> [WHAT YOU WILL DO] In the listing below, report every line that contains the string "smooth". Letter case matters.

====== MATERIAL ======

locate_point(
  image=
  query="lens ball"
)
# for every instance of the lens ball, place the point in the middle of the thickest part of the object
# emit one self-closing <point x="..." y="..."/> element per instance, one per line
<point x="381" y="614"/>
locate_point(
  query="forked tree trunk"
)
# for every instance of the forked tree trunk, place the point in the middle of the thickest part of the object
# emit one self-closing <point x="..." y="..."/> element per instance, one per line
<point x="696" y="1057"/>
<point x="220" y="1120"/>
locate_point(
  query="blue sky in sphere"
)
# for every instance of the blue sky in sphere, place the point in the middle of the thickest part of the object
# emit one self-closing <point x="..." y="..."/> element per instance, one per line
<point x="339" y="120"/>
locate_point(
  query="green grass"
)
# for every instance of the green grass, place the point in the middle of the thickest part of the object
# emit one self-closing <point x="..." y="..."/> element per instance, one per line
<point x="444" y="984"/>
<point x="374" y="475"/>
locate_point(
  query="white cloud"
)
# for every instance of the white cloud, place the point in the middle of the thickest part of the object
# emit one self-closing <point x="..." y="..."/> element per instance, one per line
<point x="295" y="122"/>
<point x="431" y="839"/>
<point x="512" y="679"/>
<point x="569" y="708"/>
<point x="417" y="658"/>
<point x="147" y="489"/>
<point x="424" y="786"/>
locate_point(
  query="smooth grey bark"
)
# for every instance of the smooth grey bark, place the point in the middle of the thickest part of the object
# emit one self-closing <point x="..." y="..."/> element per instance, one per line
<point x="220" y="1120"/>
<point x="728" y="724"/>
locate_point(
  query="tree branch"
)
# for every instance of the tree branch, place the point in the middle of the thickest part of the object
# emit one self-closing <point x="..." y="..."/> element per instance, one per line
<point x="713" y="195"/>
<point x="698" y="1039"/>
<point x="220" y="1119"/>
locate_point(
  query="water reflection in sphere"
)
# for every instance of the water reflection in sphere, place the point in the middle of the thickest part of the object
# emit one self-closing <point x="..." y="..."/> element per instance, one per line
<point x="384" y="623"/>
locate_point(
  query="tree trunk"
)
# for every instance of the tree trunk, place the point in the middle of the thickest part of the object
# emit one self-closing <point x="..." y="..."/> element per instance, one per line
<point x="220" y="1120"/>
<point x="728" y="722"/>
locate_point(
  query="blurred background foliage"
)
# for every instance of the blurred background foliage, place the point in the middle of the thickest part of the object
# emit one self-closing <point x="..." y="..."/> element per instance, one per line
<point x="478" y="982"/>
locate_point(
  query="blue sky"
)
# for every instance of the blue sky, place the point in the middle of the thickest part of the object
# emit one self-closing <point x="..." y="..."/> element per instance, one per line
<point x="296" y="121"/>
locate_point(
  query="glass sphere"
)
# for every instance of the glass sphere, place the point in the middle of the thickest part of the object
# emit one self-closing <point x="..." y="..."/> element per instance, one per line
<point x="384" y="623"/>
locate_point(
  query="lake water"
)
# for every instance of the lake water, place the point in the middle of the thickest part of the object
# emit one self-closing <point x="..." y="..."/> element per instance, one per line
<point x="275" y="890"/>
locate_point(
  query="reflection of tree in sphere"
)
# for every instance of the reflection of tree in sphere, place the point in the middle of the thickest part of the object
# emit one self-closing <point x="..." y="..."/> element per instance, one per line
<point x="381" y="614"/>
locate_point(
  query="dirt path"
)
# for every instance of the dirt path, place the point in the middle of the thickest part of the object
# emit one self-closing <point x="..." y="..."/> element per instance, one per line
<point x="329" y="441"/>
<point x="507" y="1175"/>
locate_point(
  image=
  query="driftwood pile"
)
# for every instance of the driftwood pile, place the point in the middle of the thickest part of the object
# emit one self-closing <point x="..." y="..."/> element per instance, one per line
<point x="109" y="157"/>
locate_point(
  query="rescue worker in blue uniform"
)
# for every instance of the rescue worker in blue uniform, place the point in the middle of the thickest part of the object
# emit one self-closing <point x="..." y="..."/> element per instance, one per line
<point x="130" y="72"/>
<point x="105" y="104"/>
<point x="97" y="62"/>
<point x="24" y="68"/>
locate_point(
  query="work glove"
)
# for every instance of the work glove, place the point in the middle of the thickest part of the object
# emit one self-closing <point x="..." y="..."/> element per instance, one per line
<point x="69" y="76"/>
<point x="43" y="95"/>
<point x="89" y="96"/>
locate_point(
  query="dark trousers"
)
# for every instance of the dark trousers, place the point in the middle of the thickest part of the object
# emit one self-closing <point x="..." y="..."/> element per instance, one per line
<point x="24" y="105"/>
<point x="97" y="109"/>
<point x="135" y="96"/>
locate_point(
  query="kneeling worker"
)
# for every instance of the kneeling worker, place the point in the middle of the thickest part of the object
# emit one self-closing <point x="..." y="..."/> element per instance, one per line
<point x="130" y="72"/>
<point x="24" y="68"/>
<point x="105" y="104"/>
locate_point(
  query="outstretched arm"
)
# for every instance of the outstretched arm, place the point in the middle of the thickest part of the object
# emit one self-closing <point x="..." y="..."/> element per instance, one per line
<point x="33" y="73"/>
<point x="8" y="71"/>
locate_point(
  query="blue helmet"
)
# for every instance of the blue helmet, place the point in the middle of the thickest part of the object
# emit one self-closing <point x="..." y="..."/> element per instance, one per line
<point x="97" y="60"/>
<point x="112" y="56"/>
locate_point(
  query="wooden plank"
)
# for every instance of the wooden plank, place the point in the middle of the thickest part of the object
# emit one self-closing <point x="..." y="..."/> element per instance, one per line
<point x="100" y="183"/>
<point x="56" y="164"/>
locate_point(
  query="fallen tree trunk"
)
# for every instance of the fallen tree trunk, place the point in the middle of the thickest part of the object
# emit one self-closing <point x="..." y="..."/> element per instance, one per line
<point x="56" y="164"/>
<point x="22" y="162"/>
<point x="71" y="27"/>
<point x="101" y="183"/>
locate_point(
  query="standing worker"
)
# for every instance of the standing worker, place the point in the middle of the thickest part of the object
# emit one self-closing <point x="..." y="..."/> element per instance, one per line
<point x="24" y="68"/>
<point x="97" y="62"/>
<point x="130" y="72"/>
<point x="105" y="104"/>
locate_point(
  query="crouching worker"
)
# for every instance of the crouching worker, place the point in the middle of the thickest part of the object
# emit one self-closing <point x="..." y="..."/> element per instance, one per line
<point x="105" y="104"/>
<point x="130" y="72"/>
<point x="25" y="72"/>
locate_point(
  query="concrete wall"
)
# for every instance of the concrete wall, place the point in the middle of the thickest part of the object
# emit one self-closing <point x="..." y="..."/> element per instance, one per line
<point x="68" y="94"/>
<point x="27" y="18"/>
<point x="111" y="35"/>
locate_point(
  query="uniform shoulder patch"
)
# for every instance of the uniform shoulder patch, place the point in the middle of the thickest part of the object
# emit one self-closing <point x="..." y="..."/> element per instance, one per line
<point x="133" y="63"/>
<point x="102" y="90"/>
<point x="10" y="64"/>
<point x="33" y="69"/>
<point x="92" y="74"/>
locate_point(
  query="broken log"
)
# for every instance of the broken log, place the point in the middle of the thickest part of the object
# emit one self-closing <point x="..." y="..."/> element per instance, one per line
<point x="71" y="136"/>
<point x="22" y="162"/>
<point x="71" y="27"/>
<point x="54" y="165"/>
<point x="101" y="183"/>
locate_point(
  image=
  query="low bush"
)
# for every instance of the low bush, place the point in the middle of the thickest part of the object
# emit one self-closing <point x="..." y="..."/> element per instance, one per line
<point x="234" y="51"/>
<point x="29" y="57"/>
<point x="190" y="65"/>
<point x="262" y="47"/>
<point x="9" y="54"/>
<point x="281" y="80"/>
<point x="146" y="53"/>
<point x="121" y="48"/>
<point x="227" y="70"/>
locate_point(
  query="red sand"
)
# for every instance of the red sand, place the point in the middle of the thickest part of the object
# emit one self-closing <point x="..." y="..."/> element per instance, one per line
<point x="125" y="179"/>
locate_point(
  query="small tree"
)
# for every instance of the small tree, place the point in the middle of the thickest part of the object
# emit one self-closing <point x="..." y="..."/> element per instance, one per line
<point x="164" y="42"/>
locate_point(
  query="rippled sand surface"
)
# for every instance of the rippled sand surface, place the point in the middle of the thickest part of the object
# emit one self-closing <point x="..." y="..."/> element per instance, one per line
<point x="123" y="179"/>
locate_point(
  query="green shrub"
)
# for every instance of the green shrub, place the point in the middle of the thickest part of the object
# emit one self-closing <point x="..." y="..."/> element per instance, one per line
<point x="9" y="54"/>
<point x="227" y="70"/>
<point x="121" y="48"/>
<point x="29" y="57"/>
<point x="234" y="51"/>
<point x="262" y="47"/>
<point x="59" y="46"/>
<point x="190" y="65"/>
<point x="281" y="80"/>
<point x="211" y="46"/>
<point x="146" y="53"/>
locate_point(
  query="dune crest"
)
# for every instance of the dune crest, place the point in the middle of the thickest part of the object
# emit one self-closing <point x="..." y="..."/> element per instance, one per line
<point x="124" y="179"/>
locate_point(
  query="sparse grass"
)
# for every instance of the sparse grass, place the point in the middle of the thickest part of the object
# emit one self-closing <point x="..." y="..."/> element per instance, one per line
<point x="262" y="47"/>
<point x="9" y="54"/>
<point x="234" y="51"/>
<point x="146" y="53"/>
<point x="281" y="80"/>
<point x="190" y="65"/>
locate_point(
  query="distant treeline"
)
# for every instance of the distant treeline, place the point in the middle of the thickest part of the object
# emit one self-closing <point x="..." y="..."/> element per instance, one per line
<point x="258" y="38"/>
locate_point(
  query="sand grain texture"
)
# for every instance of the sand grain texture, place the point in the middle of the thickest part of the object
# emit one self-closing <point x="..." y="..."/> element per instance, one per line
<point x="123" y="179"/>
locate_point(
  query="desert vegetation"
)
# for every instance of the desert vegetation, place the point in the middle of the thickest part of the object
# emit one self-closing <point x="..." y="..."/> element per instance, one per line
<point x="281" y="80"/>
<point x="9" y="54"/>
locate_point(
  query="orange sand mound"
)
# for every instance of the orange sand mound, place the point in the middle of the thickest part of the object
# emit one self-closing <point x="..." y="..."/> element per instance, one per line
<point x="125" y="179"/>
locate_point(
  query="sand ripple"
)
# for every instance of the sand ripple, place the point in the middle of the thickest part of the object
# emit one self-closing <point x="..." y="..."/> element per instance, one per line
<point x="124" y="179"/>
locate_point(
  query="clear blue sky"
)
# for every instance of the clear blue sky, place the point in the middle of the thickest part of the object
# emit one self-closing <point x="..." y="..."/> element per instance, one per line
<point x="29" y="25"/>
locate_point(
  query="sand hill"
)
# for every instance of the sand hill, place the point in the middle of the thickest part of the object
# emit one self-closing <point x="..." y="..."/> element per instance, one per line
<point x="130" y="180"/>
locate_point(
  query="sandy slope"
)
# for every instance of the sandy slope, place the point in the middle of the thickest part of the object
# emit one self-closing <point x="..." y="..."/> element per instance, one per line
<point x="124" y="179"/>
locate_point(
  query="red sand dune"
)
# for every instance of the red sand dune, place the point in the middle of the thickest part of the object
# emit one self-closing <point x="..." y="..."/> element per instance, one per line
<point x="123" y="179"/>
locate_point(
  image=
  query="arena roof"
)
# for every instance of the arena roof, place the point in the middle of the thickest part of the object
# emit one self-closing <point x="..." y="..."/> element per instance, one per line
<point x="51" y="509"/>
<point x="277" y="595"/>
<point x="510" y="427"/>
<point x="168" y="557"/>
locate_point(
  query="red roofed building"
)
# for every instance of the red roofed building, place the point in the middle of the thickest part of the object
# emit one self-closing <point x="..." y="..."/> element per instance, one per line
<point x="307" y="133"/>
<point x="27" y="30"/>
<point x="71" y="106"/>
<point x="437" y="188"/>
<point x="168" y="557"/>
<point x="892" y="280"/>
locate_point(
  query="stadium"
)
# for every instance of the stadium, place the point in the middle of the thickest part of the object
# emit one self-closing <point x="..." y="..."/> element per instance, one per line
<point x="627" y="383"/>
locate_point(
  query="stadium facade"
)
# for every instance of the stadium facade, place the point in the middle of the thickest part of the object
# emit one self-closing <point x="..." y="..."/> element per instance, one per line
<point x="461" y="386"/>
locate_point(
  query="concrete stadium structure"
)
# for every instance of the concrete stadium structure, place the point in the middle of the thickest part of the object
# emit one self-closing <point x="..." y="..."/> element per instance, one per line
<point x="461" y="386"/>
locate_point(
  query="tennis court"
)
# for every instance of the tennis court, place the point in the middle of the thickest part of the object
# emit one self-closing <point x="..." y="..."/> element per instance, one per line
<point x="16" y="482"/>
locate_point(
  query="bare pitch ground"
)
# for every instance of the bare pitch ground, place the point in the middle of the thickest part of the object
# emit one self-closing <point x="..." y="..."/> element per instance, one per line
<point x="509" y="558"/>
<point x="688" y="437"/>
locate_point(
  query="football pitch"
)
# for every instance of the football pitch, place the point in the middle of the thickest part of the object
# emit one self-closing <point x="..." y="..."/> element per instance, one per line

======

> [EXERCISE OUTPUT]
  query="smooth grey bark"
# for every instance of the smooth grey bark, place the point in the middle of the thickest part of the object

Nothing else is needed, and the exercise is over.